Transcribe the data exactly, pictures excluded.

• [Data to examine]:
────

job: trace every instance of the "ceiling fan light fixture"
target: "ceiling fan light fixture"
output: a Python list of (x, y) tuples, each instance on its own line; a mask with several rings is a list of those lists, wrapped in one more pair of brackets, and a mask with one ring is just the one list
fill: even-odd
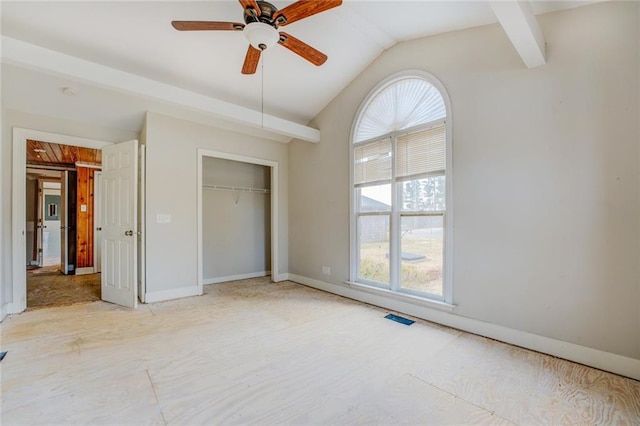
[(264, 22), (251, 22), (242, 30), (249, 43), (259, 50), (266, 50), (278, 43), (278, 30)]

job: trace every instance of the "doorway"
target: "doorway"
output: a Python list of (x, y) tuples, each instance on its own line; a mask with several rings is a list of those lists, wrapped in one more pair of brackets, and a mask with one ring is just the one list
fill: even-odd
[[(197, 164), (200, 292), (204, 284), (265, 275), (271, 275), (274, 282), (282, 281), (278, 272), (278, 163), (199, 149)], [(234, 224), (237, 232), (223, 229), (225, 222)], [(233, 251), (232, 261), (220, 261), (225, 251)]]
[[(38, 130), (13, 128), (13, 175), (12, 175), (12, 284), (13, 292), (11, 302), (6, 306), (4, 312), (14, 314), (22, 312), (27, 307), (27, 280), (26, 280), (26, 160), (27, 146), (29, 141), (39, 141), (40, 143), (49, 143), (60, 145), (61, 150), (72, 150), (76, 148), (90, 148), (93, 151), (100, 151), (105, 155), (105, 169), (102, 175), (103, 187), (106, 188), (102, 192), (103, 210), (102, 216), (102, 265), (101, 270), (106, 274), (101, 275), (100, 296), (106, 302), (115, 303), (131, 308), (137, 307), (138, 293), (142, 293), (146, 289), (146, 275), (141, 273), (142, 268), (138, 268), (138, 264), (143, 263), (141, 259), (141, 250), (138, 250), (140, 241), (144, 241), (144, 217), (138, 217), (137, 212), (142, 211), (138, 208), (138, 204), (143, 200), (139, 198), (139, 188), (144, 187), (144, 173), (140, 172), (140, 168), (144, 169), (144, 146), (139, 146), (138, 140), (133, 139), (121, 143), (110, 143), (96, 141), (92, 139), (78, 138), (75, 136), (59, 135), (54, 133), (41, 132)], [(35, 151), (35, 150), (34, 150)], [(38, 151), (44, 155), (44, 151)], [(49, 155), (48, 153), (46, 155)], [(58, 153), (55, 154), (58, 156)], [(59, 158), (59, 157), (57, 157)], [(142, 161), (140, 161), (142, 159)], [(82, 162), (83, 163), (83, 162)], [(70, 216), (77, 211), (78, 216), (85, 214), (90, 216), (90, 209), (94, 208), (89, 197), (85, 197), (84, 187), (90, 190), (92, 185), (89, 184), (90, 179), (84, 179), (82, 176), (90, 174), (85, 169), (92, 169), (91, 165), (75, 163), (77, 169), (77, 185), (65, 185), (65, 180), (61, 184), (61, 200), (64, 202), (65, 188), (71, 192), (77, 189), (77, 197), (69, 197), (69, 208), (61, 208), (64, 215), (68, 210)], [(82, 170), (85, 173), (80, 173)], [(67, 172), (65, 172), (67, 173)], [(72, 172), (68, 172), (71, 174)], [(134, 200), (134, 202), (131, 202)], [(138, 200), (136, 203), (135, 200)], [(108, 208), (107, 208), (108, 207)], [(62, 219), (64, 222), (64, 219)], [(80, 224), (83, 223), (79, 219), (76, 228), (68, 229), (61, 232), (61, 240), (75, 241), (76, 253), (62, 253), (62, 264), (65, 272), (75, 272), (78, 274), (86, 273), (81, 270), (81, 259), (91, 259), (92, 245), (89, 244), (90, 238), (86, 238), (86, 243), (81, 241)], [(84, 223), (92, 222), (90, 219)], [(91, 228), (87, 228), (92, 231)], [(140, 229), (140, 231), (139, 231)], [(68, 231), (68, 232), (67, 232)], [(90, 232), (91, 232), (90, 231)], [(73, 234), (75, 232), (75, 235)], [(85, 234), (86, 236), (86, 234)], [(135, 236), (135, 237), (134, 237)], [(61, 248), (65, 244), (61, 243)], [(117, 248), (117, 250), (116, 250)], [(144, 260), (144, 258), (142, 257)], [(72, 263), (77, 261), (78, 263)], [(71, 268), (73, 266), (73, 268)], [(93, 272), (93, 270), (91, 270)], [(70, 274), (73, 275), (73, 274)], [(137, 285), (136, 285), (137, 277)], [(3, 306), (4, 308), (4, 306)]]
[(60, 266), (61, 226), (60, 226), (60, 181), (41, 181), (38, 204), (38, 253), (41, 266)]
[[(90, 218), (94, 206), (92, 179), (88, 177), (93, 170), (99, 170), (100, 151), (108, 145), (108, 142), (13, 129), (13, 299), (9, 313), (22, 312), (27, 305), (100, 300), (100, 275), (93, 274), (92, 265), (95, 255)], [(80, 170), (83, 172), (79, 173)], [(34, 185), (39, 186), (29, 188), (38, 181), (40, 183)], [(89, 186), (90, 191), (83, 189)], [(32, 203), (31, 192), (38, 201)], [(33, 208), (35, 214), (27, 213), (29, 204), (37, 205)], [(87, 267), (83, 256), (90, 258), (91, 269), (82, 269)]]
[(27, 269), (60, 268), (60, 171), (27, 168), (26, 265)]
[(204, 284), (270, 275), (269, 167), (205, 157), (202, 175)]
[(27, 244), (27, 308), (101, 298), (93, 264), (98, 233), (93, 181), (101, 158), (96, 148), (26, 141), (27, 240), (35, 248)]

────

• [Answer to this task]:
job: trace every instance of the "ceiling fan light fixture"
target: "ceiling fan light fixture"
output: a Python list of (x, y) tuples, each instance on its own line; a mask with several rings is a list of those lists, wrapped in one more pair of brackets, and a mask with one ring is just the one list
fill: even-odd
[(264, 22), (251, 22), (242, 30), (249, 43), (259, 50), (266, 50), (278, 43), (278, 30)]

job: trace every instance of the "doorway"
target: "doorway"
output: a Python list of (x, y) tuples, each instance on its own line; a mask with several rings is a list of those lists, wrapped in one more pair of brackets, and a mask with one ring is just the one list
fill: even-odd
[[(197, 164), (200, 292), (204, 284), (265, 275), (271, 275), (274, 282), (282, 281), (278, 272), (278, 163), (199, 149)], [(234, 224), (237, 232), (223, 229), (225, 222)], [(233, 251), (232, 261), (220, 261), (225, 251)]]
[[(38, 130), (13, 128), (13, 175), (12, 175), (12, 284), (13, 292), (11, 302), (6, 306), (4, 312), (14, 314), (22, 312), (27, 307), (27, 280), (26, 280), (26, 160), (27, 146), (29, 141), (39, 141), (40, 143), (49, 143), (60, 145), (61, 150), (72, 150), (76, 148), (90, 148), (93, 151), (100, 151), (105, 155), (105, 169), (102, 175), (103, 187), (106, 188), (102, 192), (103, 210), (102, 216), (102, 265), (101, 270), (106, 274), (101, 275), (100, 296), (106, 302), (115, 303), (131, 308), (137, 307), (138, 293), (142, 293), (146, 289), (146, 275), (141, 273), (142, 268), (138, 268), (138, 264), (143, 263), (141, 259), (141, 250), (138, 250), (140, 241), (144, 241), (144, 217), (138, 217), (137, 212), (142, 211), (138, 208), (138, 204), (143, 200), (139, 198), (139, 188), (144, 187), (144, 173), (140, 172), (140, 168), (144, 169), (144, 146), (139, 146), (138, 140), (133, 139), (121, 143), (110, 143), (96, 141), (92, 139), (78, 138), (75, 136), (59, 135), (54, 133), (41, 132)], [(35, 151), (35, 150), (34, 150)], [(38, 151), (44, 155), (44, 151)], [(49, 155), (48, 153), (46, 155)], [(58, 153), (55, 154), (58, 156)], [(59, 158), (59, 157), (57, 157)], [(142, 161), (140, 161), (142, 159)], [(82, 162), (83, 163), (83, 162)], [(70, 216), (77, 211), (78, 216), (85, 214), (90, 216), (90, 209), (94, 208), (89, 197), (85, 197), (84, 187), (90, 190), (92, 185), (89, 184), (90, 179), (84, 179), (82, 176), (90, 174), (85, 169), (92, 169), (91, 165), (75, 163), (77, 169), (77, 185), (65, 185), (65, 180), (61, 184), (61, 200), (64, 202), (65, 188), (71, 192), (77, 189), (77, 197), (69, 197), (69, 208), (61, 208), (64, 215), (68, 210)], [(82, 170), (85, 173), (80, 173)], [(67, 172), (65, 172), (67, 173)], [(72, 172), (68, 172), (71, 174)], [(134, 200), (134, 202), (131, 202)], [(138, 200), (136, 203), (135, 200)], [(108, 208), (107, 208), (108, 207)], [(62, 219), (64, 222), (64, 219)], [(80, 224), (83, 223), (79, 219), (76, 228), (68, 229), (61, 232), (61, 240), (75, 241), (76, 253), (62, 253), (62, 264), (65, 272), (75, 272), (78, 274), (86, 273), (81, 270), (81, 259), (91, 259), (92, 245), (89, 244), (90, 238), (86, 238), (86, 243), (81, 241)], [(84, 223), (92, 222), (90, 219)], [(91, 228), (87, 228), (92, 231)], [(140, 229), (140, 231), (139, 231)], [(68, 231), (68, 232), (67, 232)], [(90, 232), (91, 232), (90, 231)], [(73, 234), (75, 232), (75, 235)], [(85, 234), (86, 236), (86, 234)], [(135, 236), (135, 237), (134, 237)], [(61, 248), (65, 244), (61, 243)], [(117, 248), (117, 250), (116, 250)], [(144, 260), (144, 258), (142, 257)], [(72, 263), (77, 261), (78, 263)], [(71, 268), (73, 266), (73, 268)], [(93, 272), (93, 270), (91, 270)], [(70, 274), (73, 275), (73, 274)], [(137, 285), (136, 285), (137, 277)], [(3, 306), (4, 308), (4, 306)]]
[(60, 266), (61, 226), (60, 226), (60, 181), (41, 181), (38, 204), (38, 253), (41, 266)]
[[(90, 218), (94, 206), (92, 179), (88, 177), (93, 170), (99, 170), (100, 151), (108, 145), (108, 142), (13, 129), (13, 299), (9, 313), (22, 312), (27, 305), (100, 300), (100, 275), (93, 274), (92, 265), (95, 255)], [(80, 170), (83, 172), (79, 173)], [(34, 185), (39, 186), (29, 188), (38, 181), (40, 183)], [(89, 186), (90, 191), (83, 189)], [(32, 203), (31, 192), (38, 201)], [(33, 208), (35, 214), (27, 213), (29, 204), (37, 205)], [(87, 267), (83, 256), (90, 258), (91, 269), (82, 269)]]
[(27, 269), (60, 268), (60, 171), (27, 168), (26, 265)]
[(204, 284), (270, 275), (269, 167), (205, 157), (202, 175)]
[(27, 244), (27, 308), (101, 298), (93, 264), (98, 233), (93, 181), (101, 158), (96, 148), (26, 141), (27, 240), (35, 248)]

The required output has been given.